Quote all entries exactly, leaving pictures aside.

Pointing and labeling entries
━━━
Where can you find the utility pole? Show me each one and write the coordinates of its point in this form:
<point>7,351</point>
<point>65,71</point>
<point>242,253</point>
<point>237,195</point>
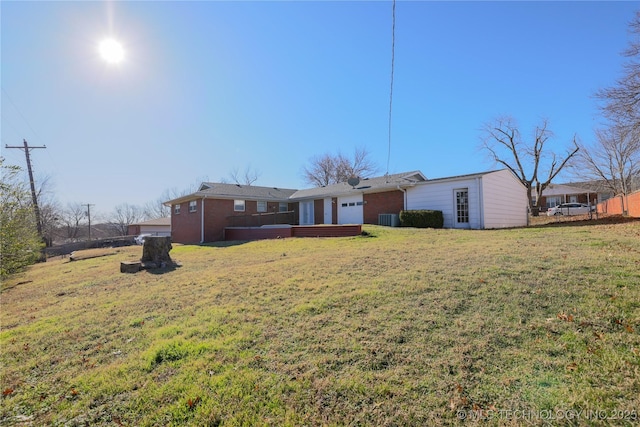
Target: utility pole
━━━
■ **Exercise output**
Where can you find the utility pole? Show me each one and write the coordinates of its point in this form:
<point>7,351</point>
<point>65,71</point>
<point>242,253</point>
<point>237,195</point>
Target: utility pole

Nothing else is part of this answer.